### Trecho fornecido
==============================

Além disso, após tentativas de redesignação, a própria consumidora buscou em sede administrativa o cancelamento do contrato,
a que não houve objeção da parte ré. Desta forma, inexistindo alegação de que as Demandadas deixaram de promover o reembolso dos valores adimplidos pela consumidora, não há que se falar em ato ilícito, afastando-se o dever de indenizar.
Noutro giro, também não se faz possível reconhecer a abusividade do prazo estabelecido pela parte ré para a devolução dos
valores, o qual foi fixado de forma razoável, de acordo com os trâmites envolvidos na operação.
Do que foi dito, colho entendimento jurisprudencial:
CONSUMIDOR. COMPRA VIA INTERNET - DESISTÊNCIA NO PRAZO LEGAL - DEVOLUÇÃO DO VALOR DENTRO DE PRAZO RAZOÁVEL - INEXISTÊNCIA DE ATO ILÍCITO. DANO MORAL NÃO CARACTERIZADO. RECURSO CONHECIDO E IMPROVIDO. 1. Presentes os requisitos, defiro ao autor e recorrente a gratuidade de justiça. 2. O consumidor pode desistir de
compra realizada via internet no prazo de 7 dias, contado do recebimento do produto, e valores eventualmente pagos deverão
ser devolvidos, nos termos do art. 49 do CDC. 3. Na origem, o autor alegou que efetuou a compra de três celulares, mas resolveu
cancelar a compra diante de promoção constatada a posteriori. Os produtos foram enviados mesmo com o pedido de cancelamento e o estorno só seria efetivado depois de retornarem ao centro de distribuição da empresa. Salientou que em decorrência
da falha na prestação de serviço enfrentou inúmeros problemas em sua viagem ao Rio de Janeiro por ter o limite de seu cartão
comprometido. Requereu o cancelamento e estorno do pedido; a repetição de indébito na forma dobrada; e a indenização em
danos morais. A sentença julgou improcedentes os pedidos ao argumento de que não houve falha na prestação do serviço, já
que o cancelamento da compra foi realizado e o valor devolvido dentro de prazo razoável. 4. É incontroverso que o autor efetuou a compra em 29/11/2019 (ID 18188991 - pág. 2), uma sexta-feira, e solicitou o cancelamento via e-mail no mesmo dia às
21h10min e entrou em contato na segunda-feira por telefone. Na terça-feira seguinte recebeu e-mail informando que os produtos
tinham sido enviados e por telefone a atendente esclareceu que o estorno só seria possível depois do retorno dos produtos ao
centro de distribuição. A compra foi realizada via cartão de crédito em doze vezes, cuja primeira parcela de R$ 134,03 foi paga
na fatura com vencimento em 25/12/2019 (ID 18188996 - pág. 2) e na de janeiro houve a cobrança da segunda parcela de R$
134,08 e o estorno de R$ 268,11 (ID 18189412 - pág. 3). 5. Assim, o cancelamento da compra e o estorno dos valores já foram
realizados, não restando caracterizada falha na prestação de serviço, tendo a devolução sido feita logo na fatura subsequente,
ou seja, dentro de prazo razoável. Por conseguinte, como não houve ato ilícito, fica prejudicada a análise do dano moral. A confirmação da sentença, portanto, é medida que se impõe. 6. RECURSO CONHECIDO E IMPROVIDO. 7. Sentença mantida por
seus próprios e jurídicos fundamentos, com súmula de julgamento servindo de acórdão, na forma do art. 46 da Lei nº 9.099/95.

==============================

### Dados fornecidos
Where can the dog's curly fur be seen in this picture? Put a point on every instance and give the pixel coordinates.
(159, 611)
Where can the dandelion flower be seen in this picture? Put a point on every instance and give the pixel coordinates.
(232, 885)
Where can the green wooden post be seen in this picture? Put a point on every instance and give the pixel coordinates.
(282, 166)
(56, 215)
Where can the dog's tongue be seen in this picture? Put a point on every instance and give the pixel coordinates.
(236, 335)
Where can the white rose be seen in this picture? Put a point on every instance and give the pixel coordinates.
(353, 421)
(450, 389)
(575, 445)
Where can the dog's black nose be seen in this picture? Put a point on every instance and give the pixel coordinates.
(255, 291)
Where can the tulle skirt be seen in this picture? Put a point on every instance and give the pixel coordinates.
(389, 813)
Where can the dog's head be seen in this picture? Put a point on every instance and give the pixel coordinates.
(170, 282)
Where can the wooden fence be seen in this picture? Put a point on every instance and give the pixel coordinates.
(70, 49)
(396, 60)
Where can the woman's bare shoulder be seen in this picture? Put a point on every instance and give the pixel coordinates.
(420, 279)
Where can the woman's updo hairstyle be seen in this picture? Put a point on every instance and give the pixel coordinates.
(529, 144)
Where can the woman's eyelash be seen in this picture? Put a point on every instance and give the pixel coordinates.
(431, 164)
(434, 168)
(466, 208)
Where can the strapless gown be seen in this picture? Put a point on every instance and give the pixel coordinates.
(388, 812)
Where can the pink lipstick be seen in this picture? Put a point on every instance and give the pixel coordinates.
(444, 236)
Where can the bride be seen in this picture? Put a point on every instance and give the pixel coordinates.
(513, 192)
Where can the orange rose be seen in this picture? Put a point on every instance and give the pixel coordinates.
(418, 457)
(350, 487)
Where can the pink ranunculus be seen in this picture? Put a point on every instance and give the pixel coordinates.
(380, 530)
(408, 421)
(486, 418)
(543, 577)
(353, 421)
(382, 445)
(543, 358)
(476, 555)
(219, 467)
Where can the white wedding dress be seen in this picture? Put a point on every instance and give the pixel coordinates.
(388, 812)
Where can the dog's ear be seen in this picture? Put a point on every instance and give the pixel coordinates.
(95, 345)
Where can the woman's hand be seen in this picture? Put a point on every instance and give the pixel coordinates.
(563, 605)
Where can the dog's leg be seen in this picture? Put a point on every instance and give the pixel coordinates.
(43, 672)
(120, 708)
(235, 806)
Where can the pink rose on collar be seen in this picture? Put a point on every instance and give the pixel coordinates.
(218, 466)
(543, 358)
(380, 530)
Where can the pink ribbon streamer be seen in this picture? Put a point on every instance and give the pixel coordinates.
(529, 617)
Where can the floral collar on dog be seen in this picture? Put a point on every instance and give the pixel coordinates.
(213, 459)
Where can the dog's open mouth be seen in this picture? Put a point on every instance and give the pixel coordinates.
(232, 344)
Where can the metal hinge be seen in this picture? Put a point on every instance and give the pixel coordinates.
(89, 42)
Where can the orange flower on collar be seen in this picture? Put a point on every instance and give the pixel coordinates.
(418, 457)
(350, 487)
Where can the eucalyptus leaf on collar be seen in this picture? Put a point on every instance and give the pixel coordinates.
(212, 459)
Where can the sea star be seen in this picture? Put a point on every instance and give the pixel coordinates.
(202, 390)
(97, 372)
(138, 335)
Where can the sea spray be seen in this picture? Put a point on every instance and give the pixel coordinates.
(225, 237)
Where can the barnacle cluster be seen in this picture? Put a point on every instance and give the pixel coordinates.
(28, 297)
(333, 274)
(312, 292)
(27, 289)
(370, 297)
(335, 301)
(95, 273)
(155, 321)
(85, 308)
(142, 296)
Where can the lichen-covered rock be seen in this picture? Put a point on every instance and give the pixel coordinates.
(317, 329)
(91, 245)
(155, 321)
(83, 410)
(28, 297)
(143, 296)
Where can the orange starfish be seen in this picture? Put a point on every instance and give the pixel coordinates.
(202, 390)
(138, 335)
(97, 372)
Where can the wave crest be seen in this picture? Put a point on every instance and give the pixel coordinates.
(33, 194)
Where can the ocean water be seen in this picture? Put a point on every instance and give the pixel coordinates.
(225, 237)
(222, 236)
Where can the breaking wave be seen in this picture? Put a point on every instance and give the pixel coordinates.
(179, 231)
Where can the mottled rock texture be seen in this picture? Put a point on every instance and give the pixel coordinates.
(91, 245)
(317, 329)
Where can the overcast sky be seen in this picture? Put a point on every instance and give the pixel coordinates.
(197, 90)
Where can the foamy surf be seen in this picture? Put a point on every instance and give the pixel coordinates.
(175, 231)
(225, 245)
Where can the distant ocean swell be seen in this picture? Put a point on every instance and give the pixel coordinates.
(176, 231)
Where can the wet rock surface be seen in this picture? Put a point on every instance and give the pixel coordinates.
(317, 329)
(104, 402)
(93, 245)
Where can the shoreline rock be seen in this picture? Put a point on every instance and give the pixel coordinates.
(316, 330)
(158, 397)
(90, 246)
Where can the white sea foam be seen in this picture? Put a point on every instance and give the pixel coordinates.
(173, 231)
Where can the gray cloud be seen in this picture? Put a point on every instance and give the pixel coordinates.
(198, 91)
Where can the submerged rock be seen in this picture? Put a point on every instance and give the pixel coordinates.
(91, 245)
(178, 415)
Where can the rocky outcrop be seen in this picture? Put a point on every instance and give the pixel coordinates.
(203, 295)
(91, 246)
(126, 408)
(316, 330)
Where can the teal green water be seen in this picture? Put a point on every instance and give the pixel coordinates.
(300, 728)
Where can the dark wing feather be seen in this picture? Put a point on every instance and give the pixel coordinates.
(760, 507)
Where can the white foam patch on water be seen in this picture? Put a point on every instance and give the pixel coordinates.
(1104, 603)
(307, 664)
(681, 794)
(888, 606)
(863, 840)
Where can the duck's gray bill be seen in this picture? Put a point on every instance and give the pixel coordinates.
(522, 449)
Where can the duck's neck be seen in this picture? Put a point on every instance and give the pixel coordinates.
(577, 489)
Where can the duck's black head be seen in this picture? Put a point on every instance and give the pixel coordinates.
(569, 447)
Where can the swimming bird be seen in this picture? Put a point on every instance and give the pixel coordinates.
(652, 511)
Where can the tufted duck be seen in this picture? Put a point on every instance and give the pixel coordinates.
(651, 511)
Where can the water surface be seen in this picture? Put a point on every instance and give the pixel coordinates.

==============================

### Atividades
1/ Segundo o trecho da decisão judicial, em que data o autor do caso citado efetuou a compra dos três celulares?
2/ Escreva a continuação do trecho da decisão judicial a partir do ponto em que ele termina.

### Respostas em ordem
1/ Em 29/11/2019, uma sexta-feira.

2/
8. Em razão da sucumbência, condeno o recorrente ao pagamento das custas processuais e dos honorários advocatícios que
fixo em R$500,00 (quinhentos reais), nos termos do art. 85, § 8º, do CPC, ficando suspensa a exigibilidade em razão da gratuidade de justiça. (TJ-DF 07000853320208070014 DF 0700085-33.2020.8.07.0014, Relator: ASIEL HENRIQUE DE SOUSA, Data
de Julgamento: 17/09/2020, Terceira Turma Recursal, Data de Publicação: Publicado no DJE : 05/10/2020 . Pág.: Sem Página
Cadastrada.) (grifamos).
DO DISPOSITIVO
Ante o exposto, JULGO IMPROCEDENTE O PEDIDO, extinguindo o feito com resolução de mérito, a teor do art. 487, inciso I,
do Código de Processo Civil.
Condeno a parte autora ao pagamento das custas processuais, arbitrando os honorários advocatícios em 10% (dez por cento)
sobre o valor da causa, devendo-se atentar à suspensão de exigibilidade de tais valores, na forma e pelo prazo trazidos no art.
98, § 3º, do CPC, ante a gratuidade de justiça já concedida em seu favor (ID 104157549).
Publique-se. Intimem-se.
Salvador/BA, data registrada no sistema.